━━━━━ Records

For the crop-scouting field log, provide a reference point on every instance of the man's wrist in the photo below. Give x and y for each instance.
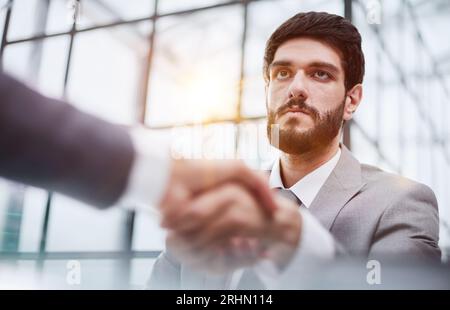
(288, 223)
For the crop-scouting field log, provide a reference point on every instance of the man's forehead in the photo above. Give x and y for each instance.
(302, 51)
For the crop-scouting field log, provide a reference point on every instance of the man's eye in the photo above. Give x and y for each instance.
(282, 74)
(322, 75)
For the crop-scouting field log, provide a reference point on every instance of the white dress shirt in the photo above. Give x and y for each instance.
(316, 241)
(149, 175)
(148, 181)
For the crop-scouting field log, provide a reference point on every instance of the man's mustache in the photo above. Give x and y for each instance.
(299, 104)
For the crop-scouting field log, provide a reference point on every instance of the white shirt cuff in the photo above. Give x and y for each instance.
(316, 245)
(150, 172)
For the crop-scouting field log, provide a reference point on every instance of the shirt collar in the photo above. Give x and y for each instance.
(306, 189)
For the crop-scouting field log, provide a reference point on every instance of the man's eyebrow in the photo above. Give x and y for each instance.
(324, 65)
(280, 63)
(315, 64)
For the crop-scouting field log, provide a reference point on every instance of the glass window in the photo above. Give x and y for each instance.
(97, 12)
(105, 72)
(195, 71)
(169, 6)
(46, 73)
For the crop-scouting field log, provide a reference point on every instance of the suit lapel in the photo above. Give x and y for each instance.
(342, 184)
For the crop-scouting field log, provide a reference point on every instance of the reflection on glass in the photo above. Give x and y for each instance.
(75, 226)
(97, 12)
(24, 18)
(195, 70)
(106, 71)
(44, 72)
(168, 6)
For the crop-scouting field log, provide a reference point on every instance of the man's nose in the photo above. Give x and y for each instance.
(297, 88)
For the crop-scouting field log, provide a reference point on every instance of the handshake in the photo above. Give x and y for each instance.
(220, 216)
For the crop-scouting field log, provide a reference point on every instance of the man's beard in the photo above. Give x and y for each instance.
(326, 128)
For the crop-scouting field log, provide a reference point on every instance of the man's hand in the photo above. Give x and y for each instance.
(225, 228)
(190, 178)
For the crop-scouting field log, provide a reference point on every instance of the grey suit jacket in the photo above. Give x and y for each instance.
(50, 144)
(369, 213)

━━━━━━━━━━

#### [Exercise task]
Can you format the records as a numbered list, starting at the line that contains "the man's hand" and ending at the last line of the records, with blank lines left out?

#### [Finished answer]
1. For the crop-scouting field log, provide a reference point on every instance of the man's hand in the photo above. Give x and y for each instance.
2. (225, 228)
3. (190, 178)
4. For the crop-scouting field log, provide a reference point on every instance of the grey suit jacket in the photo above. Give x and y for each instance.
5. (50, 144)
6. (369, 213)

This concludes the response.